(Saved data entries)
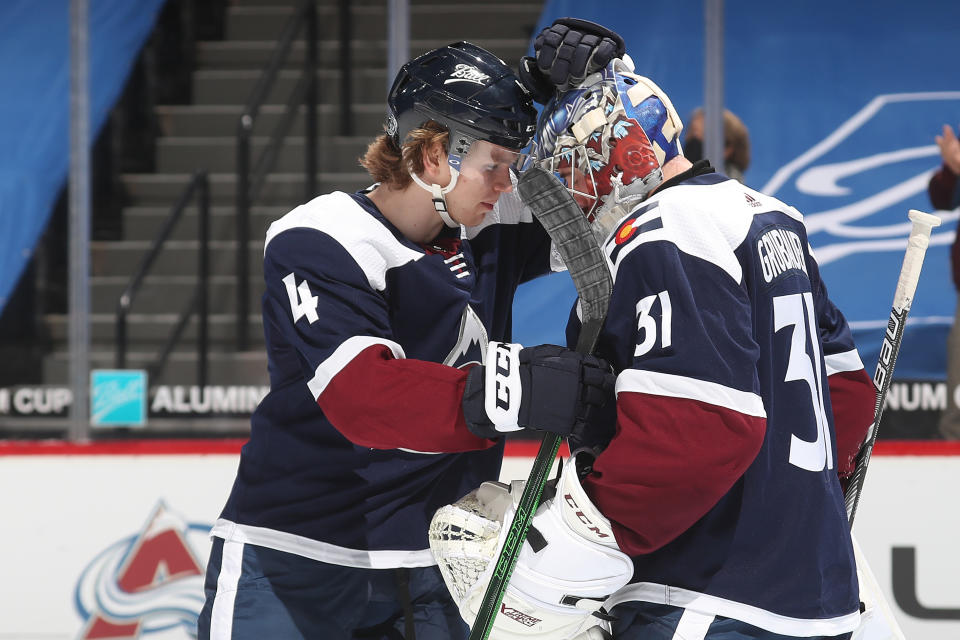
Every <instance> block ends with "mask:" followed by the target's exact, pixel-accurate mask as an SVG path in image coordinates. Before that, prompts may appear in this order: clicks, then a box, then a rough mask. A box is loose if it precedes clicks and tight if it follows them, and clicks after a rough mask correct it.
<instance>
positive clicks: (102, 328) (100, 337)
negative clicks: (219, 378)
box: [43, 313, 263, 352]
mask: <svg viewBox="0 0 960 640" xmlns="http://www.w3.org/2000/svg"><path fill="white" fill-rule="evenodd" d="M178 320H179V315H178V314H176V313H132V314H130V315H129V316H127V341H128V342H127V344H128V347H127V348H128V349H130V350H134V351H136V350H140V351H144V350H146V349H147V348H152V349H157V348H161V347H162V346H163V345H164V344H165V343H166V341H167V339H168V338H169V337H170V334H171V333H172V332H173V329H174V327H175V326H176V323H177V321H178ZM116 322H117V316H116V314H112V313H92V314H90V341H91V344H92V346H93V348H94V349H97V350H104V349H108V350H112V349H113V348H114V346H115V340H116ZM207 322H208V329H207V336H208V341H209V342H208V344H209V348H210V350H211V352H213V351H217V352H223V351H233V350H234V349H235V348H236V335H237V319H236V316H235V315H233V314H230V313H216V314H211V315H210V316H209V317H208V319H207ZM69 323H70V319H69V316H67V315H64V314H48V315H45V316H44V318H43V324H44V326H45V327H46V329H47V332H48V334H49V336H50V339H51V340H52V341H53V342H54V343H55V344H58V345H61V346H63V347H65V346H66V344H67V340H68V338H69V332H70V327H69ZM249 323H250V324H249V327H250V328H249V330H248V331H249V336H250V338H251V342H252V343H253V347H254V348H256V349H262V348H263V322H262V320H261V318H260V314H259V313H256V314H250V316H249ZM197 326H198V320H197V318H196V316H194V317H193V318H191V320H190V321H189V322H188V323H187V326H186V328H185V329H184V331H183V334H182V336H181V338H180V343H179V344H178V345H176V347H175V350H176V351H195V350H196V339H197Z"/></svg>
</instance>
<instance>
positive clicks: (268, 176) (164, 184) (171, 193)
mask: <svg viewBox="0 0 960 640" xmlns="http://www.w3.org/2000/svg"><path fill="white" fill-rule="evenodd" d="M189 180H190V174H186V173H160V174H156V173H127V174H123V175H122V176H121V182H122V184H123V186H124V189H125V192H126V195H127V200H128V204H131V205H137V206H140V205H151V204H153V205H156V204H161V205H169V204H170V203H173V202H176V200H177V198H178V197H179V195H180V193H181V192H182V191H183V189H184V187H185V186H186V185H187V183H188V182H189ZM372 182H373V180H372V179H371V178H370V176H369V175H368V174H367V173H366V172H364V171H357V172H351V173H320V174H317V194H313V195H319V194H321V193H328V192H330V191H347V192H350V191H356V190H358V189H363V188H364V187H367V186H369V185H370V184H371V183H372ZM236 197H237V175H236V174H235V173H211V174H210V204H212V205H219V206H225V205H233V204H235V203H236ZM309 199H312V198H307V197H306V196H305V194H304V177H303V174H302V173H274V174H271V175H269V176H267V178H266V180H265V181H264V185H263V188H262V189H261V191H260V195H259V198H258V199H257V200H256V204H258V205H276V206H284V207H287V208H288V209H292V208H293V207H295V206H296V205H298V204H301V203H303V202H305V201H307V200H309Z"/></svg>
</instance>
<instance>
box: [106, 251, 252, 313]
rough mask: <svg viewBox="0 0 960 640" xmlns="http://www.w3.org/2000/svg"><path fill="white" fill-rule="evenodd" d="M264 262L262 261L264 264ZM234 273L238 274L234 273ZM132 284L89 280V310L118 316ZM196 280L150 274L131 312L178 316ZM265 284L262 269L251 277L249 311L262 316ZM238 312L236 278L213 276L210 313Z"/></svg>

* **About this task**
Duplicate the stretch from the start of the items through the line containing "box: [43, 313, 263, 352]", including both ends, and leave the pictures out.

* **Result of the exercise**
Every <instance> block ends with "mask:" followed by the target's exact, pixel-accurate mask as an SVG path in image coordinates. Before that, prompts may appear in this order: clicks, then a box, then a rough mask. A box is loose if it precedes clicks and tight if it follows them, and clicks after a rough mask correct it.
<instance>
positive clicks: (102, 328) (100, 337)
negative clicks: (219, 378)
box: [43, 313, 263, 352]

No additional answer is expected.